[Region labeling records]

┏━━

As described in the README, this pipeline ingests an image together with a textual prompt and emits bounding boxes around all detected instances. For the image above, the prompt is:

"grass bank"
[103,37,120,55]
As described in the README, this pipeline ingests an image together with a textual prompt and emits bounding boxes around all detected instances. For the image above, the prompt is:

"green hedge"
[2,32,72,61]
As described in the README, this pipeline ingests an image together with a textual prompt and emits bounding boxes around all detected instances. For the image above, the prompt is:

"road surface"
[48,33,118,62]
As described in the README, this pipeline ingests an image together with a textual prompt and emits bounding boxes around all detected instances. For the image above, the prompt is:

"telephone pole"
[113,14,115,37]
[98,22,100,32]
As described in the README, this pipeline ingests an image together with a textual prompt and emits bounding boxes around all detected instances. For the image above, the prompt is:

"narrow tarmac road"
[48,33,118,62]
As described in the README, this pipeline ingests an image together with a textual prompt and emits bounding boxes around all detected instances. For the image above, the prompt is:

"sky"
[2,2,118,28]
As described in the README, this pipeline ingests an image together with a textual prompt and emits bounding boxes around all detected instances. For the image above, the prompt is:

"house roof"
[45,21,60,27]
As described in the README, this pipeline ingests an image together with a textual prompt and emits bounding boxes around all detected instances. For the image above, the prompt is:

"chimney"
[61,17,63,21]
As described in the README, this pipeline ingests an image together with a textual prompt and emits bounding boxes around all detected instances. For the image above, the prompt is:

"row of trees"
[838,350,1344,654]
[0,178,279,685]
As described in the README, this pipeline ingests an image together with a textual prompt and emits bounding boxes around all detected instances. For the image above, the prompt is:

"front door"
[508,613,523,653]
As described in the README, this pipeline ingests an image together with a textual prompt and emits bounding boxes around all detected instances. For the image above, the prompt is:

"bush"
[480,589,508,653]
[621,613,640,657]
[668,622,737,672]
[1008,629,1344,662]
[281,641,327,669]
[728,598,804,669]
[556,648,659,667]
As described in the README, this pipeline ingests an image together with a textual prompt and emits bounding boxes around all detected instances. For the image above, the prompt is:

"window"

┗━━

**REQUIRED WORK**:
Copy the records from the start through the line containing "[103,37,120,55]", substituting "system" for "pipeline" and leaving everything else as it stands.

**REPLY**:
As described in the README, this system ingests an image together with a textual prompt and emits bounding boxes around all detected instances. For the image above, the prompt is:

"grass bank"
[103,37,120,55]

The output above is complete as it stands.